## start Data shown

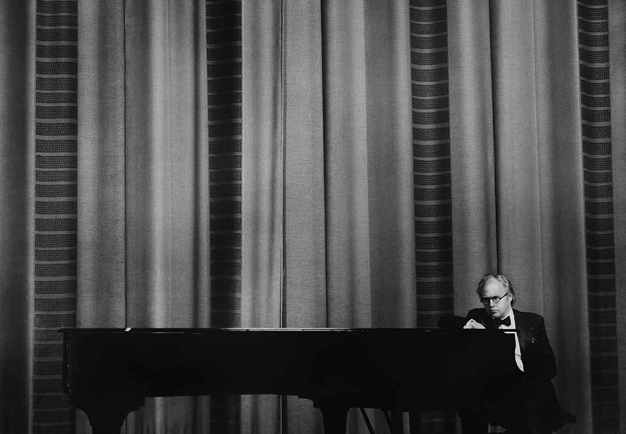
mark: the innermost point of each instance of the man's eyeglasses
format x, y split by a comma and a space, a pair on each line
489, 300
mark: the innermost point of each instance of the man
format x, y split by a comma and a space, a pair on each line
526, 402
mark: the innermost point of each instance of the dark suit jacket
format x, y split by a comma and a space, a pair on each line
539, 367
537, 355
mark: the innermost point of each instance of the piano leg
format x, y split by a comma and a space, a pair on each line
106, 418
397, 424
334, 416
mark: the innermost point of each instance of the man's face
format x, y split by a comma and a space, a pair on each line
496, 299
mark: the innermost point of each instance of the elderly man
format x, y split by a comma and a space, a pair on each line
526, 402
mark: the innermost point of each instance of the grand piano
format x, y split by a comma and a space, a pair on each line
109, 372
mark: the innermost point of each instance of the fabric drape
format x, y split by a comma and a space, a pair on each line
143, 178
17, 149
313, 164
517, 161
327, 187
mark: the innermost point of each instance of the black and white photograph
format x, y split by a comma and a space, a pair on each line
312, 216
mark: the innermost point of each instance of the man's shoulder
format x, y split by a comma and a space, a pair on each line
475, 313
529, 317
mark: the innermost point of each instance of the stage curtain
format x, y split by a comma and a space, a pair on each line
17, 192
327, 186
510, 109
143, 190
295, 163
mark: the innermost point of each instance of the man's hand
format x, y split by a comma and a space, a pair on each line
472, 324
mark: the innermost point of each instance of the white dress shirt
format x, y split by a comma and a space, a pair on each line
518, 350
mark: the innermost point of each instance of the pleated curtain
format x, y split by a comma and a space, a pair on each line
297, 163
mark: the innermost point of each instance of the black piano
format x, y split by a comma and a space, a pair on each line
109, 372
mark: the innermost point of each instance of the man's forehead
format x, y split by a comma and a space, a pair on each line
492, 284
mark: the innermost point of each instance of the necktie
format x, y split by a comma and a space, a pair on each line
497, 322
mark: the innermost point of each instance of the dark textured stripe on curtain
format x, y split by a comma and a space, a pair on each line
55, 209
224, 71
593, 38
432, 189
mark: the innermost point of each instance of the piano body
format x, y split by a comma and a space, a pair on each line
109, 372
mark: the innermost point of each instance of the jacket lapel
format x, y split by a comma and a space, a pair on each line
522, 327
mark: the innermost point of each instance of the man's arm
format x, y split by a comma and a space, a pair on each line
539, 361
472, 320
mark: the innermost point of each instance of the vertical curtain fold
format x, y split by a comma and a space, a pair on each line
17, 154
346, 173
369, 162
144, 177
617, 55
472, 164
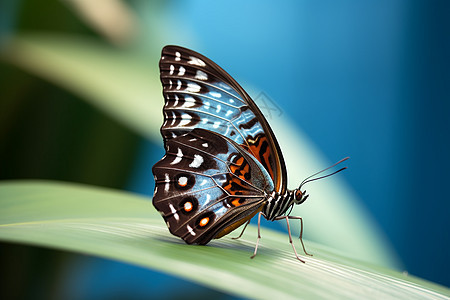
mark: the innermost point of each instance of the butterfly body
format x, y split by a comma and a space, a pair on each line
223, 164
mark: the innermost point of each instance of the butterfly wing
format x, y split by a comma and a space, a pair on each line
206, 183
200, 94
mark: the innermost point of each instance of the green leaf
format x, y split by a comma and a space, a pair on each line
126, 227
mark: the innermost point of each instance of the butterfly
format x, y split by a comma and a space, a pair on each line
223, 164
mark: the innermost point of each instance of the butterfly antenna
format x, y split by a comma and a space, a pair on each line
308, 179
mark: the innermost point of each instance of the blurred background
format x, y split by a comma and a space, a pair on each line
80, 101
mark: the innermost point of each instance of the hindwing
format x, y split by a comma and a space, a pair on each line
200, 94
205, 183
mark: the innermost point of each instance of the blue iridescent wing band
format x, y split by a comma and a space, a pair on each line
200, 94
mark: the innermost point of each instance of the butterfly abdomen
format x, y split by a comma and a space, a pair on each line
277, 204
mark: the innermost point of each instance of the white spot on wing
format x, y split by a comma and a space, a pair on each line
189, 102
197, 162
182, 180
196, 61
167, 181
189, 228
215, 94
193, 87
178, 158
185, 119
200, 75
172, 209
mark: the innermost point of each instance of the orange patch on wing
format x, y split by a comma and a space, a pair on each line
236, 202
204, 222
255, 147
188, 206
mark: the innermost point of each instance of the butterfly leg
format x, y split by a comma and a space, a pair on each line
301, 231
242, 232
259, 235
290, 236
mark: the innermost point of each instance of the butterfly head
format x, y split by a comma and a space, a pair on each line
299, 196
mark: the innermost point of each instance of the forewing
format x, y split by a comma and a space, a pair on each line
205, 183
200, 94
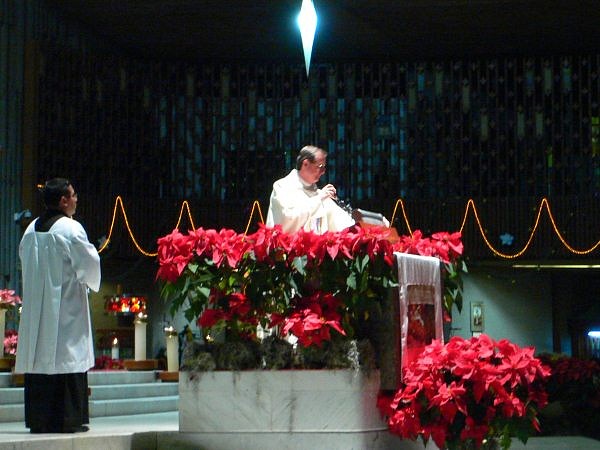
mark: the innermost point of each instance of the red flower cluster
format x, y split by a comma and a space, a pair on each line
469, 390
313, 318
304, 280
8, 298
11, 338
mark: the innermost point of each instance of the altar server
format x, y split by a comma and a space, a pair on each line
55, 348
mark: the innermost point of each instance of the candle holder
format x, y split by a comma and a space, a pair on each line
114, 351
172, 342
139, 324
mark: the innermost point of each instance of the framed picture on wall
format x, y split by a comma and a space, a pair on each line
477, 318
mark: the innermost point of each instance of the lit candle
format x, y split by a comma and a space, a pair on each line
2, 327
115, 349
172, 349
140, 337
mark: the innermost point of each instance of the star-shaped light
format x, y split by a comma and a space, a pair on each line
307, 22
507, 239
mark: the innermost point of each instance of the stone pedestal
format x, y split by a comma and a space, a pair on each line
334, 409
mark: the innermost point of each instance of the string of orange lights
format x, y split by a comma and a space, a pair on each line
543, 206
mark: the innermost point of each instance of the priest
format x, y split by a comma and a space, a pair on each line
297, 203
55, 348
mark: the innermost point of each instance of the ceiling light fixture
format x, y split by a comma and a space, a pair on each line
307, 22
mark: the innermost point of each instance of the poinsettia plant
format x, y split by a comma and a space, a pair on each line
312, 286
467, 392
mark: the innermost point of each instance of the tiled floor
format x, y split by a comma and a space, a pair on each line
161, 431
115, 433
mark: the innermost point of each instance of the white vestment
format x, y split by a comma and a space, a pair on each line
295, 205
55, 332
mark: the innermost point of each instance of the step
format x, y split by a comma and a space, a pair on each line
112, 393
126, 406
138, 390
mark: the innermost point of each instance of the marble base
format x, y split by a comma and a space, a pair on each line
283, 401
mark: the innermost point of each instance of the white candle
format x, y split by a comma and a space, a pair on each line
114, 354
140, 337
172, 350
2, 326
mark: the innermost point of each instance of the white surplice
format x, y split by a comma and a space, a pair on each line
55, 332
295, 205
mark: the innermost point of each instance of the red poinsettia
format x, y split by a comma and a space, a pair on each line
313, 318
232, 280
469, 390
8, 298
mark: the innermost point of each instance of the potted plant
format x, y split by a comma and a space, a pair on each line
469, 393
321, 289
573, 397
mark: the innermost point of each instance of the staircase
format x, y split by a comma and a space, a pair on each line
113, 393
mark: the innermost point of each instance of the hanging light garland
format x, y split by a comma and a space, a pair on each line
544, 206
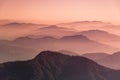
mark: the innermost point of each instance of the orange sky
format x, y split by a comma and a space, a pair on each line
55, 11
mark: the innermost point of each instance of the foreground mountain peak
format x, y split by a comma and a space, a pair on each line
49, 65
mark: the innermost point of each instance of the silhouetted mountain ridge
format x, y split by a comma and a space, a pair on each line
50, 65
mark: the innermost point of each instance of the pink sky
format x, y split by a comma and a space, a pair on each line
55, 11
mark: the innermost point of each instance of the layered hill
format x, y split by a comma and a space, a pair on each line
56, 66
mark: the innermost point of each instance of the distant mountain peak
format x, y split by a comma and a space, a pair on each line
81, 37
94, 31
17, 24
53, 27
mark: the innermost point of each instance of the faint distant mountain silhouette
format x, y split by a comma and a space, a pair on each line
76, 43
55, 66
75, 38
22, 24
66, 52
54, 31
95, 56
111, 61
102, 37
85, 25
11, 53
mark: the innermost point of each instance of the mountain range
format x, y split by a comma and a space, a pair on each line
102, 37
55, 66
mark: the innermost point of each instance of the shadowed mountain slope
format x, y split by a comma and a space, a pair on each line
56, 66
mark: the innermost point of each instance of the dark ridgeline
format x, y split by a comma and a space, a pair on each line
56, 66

## end Data shown
## start Data shown

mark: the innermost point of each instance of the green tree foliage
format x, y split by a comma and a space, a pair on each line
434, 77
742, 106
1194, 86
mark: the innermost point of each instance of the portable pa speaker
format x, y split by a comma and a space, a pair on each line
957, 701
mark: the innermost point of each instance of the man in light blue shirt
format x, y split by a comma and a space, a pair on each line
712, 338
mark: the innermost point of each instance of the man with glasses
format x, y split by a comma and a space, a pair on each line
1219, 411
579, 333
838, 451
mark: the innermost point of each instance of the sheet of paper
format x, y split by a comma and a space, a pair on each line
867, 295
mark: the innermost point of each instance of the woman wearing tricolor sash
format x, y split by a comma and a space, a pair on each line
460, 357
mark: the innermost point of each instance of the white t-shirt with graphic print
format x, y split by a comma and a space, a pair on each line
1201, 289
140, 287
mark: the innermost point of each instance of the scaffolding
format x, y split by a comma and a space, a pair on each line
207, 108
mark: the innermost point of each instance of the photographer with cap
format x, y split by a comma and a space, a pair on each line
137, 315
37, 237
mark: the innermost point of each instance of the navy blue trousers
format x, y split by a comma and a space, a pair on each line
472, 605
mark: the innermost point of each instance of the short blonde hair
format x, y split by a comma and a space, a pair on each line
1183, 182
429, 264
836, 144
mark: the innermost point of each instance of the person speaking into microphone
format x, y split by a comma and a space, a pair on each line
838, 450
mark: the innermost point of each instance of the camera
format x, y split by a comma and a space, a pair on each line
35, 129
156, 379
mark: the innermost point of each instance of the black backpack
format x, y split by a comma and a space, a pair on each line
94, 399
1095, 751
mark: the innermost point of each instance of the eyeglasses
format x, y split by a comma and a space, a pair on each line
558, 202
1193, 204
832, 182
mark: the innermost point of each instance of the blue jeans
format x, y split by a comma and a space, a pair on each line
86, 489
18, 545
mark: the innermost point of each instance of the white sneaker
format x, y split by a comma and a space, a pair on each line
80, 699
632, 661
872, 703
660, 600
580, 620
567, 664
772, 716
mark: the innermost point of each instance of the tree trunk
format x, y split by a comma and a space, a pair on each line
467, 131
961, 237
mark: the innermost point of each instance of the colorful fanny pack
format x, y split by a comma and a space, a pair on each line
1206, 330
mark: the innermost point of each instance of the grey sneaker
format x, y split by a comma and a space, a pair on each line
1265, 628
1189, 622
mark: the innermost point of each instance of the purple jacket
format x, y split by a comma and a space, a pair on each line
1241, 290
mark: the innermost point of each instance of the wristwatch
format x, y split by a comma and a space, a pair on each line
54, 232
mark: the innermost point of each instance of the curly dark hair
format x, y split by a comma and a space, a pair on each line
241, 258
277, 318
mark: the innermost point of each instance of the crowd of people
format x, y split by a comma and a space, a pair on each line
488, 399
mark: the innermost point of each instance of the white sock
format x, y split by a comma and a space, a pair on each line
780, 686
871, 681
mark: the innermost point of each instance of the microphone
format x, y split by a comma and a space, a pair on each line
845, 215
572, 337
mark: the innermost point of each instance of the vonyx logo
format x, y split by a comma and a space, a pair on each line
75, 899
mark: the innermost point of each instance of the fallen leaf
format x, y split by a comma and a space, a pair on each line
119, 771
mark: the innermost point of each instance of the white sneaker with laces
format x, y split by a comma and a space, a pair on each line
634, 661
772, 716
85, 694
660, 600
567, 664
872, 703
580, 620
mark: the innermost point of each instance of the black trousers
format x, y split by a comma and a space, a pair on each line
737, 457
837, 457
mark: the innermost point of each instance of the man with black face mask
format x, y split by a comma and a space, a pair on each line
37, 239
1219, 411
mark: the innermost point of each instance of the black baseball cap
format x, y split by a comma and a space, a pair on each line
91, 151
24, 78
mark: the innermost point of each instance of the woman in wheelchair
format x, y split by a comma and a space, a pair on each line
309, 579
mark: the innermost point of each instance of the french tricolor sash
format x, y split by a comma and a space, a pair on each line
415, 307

## end Data shown

▸ **Written exercise**: Extract every line above that contains the word "piano", treating uppercase and lowercase as different.

▸ **Response to the exercise**:
mark: the innermost point of each instance of the piano leg
mark: the innermost point of each instance of the grand piano
mark: the innermost point of each instance of the black piano
mark: the innermost point of each instance of the piano body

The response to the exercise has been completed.